**Task to complete**. Reproduce every one of the entries below word for word, leaving the pictures out of your response.

Point-based annotation data

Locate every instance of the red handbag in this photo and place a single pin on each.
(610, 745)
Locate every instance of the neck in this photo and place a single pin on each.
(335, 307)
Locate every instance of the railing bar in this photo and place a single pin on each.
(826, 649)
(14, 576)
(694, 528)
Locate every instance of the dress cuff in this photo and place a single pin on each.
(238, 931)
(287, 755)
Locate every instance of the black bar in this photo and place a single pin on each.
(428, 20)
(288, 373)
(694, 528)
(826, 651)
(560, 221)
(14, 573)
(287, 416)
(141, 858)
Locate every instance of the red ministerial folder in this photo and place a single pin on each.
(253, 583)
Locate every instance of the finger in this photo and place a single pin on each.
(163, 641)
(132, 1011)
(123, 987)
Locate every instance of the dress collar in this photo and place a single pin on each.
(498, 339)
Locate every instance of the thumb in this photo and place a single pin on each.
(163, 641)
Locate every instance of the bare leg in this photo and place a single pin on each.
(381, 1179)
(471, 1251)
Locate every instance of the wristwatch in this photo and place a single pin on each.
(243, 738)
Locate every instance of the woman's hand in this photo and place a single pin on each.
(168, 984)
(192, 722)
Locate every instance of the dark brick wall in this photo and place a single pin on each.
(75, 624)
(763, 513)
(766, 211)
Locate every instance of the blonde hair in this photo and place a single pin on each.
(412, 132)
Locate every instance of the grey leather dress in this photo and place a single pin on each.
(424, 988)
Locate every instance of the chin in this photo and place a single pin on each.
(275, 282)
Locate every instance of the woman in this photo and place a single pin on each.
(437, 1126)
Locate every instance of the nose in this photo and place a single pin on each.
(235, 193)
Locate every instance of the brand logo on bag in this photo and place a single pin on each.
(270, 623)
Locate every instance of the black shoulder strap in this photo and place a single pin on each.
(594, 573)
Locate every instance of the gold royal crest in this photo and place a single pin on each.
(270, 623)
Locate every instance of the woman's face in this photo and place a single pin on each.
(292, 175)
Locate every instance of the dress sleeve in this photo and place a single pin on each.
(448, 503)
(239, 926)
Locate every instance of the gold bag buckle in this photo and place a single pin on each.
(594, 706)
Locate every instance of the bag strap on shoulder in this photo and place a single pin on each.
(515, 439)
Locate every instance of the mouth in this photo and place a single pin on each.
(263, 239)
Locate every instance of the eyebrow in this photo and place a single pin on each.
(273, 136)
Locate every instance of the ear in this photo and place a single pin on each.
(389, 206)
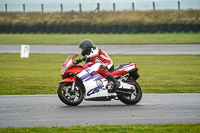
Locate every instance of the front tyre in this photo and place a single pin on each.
(69, 96)
(135, 97)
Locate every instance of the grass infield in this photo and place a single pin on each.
(66, 39)
(40, 73)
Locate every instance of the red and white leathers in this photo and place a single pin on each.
(100, 56)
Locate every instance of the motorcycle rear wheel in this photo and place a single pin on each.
(135, 97)
(69, 96)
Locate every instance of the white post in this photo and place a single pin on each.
(25, 51)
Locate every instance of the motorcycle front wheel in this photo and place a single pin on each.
(68, 96)
(135, 97)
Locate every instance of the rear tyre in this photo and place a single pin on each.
(135, 97)
(69, 96)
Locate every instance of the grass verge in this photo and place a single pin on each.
(40, 74)
(167, 38)
(172, 128)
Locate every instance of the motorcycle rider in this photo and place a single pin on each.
(93, 54)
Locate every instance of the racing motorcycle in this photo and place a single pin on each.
(84, 82)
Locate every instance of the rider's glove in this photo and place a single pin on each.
(78, 61)
(85, 58)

**Completed exercise**.
Locate every instance of the red handbag in this photo and place a single pin on each.
(610, 745)
Locate every instance of the neck in this photo and place a single pin on each.
(335, 307)
Locate every instance of the railing bar in this photo and place a single pin on each.
(826, 649)
(14, 576)
(694, 528)
Locate every instance of the dress cuff in this photo and place a single pin on each.
(238, 931)
(287, 755)
Locate every instance of the black bar in this photo and place a single pin on each.
(428, 20)
(288, 373)
(694, 528)
(826, 651)
(560, 221)
(14, 573)
(287, 416)
(141, 858)
Locate every instance of the red ministerial folder in this photo and place a single pin on each.
(253, 583)
Locate every instance of the finger in this photo and place a single pin on each.
(163, 641)
(132, 1011)
(123, 987)
Locate every instance of the dress collar in this photo and place a single pin on each.
(498, 339)
Locate every instance of the thumb in this photo and place a single pin on each.
(163, 641)
Locate every instance of the bare leg in this photo and place a single pin on each.
(381, 1179)
(471, 1251)
Locate every instance of the wristwatch in this photo and place a single pin on each.
(243, 738)
Locate every instance of the woman's hand in this photo and place a single pin on each.
(168, 984)
(192, 722)
Locate every instance of the dark brick wall in this photo and place a single pin on each.
(75, 624)
(763, 513)
(766, 211)
Locate every instance of the blonde hair in this photo and place a single pin on each.
(412, 132)
Locate every instance of the grey leather dress in this photo and place a single pin on each.
(424, 988)
Locate every instance of the chin in this photo and place a single pin on each.
(275, 282)
Locate every instance of the woman in this photo and place a single pin on each.
(437, 1126)
Locate every instance of the nose in this photo and place a single pin on each.
(235, 193)
Locate every instance of the brand logo on bag in this photo and place a single pin on each.
(270, 623)
Locate every instance of the black shoulder strap in this photo and place a single pin on each.
(594, 573)
Locate every instance of the gold royal crest in this photo and place a single pin on each.
(270, 623)
Locate every instance of the woman's face in this photo and place a single pin on each.
(292, 175)
Locate every instance of the dress sleeve in this photo and place a single pin on each.
(448, 503)
(239, 926)
Locate every instance of the gold bag buckle in this photo and place a single pin on each.
(594, 706)
Locate every instance of the bag strap on shoulder in this photo and place a single pin on each.
(515, 439)
Locate every instance of the mouth in this photo and place a single pin on each.
(263, 239)
Locate every instance of the eyebrow in this photo and place a single pin on each.
(273, 136)
Locate every instance of the ear in this photo and place a single pin on each.
(389, 206)
Locate every instance of the front tyre in this photo and place a single pin on each.
(69, 96)
(135, 97)
Locate every instance of the grass infield in this photo and place a single pin on each.
(66, 39)
(40, 73)
Locate every instance of the red and white leathers in this photo and place a single pin on each.
(100, 56)
Locate every instance of the motorcycle rear wheel in this photo and place a single pin on each.
(135, 97)
(69, 96)
Locate every instance of the white post in this photo and place a single pin on each.
(25, 51)
Locate every instance of the motorcycle front wheel in this photo and place a single pin on each.
(68, 96)
(135, 97)
Locate every instance of the rear tyre in this photo and place a single pin on each.
(135, 97)
(69, 96)
Locate every instance of the grass verge in this photo and place a single pin on each.
(40, 74)
(167, 38)
(172, 128)
Locate every instance of the motorcycle rider in this photo and place a single pin on each.
(93, 54)
Locate every instance of the racing motorcycle in this photo and place a single pin on each.
(84, 82)
Locate every instance of the rider's glove in this photo and place a single pin on each.
(78, 61)
(85, 58)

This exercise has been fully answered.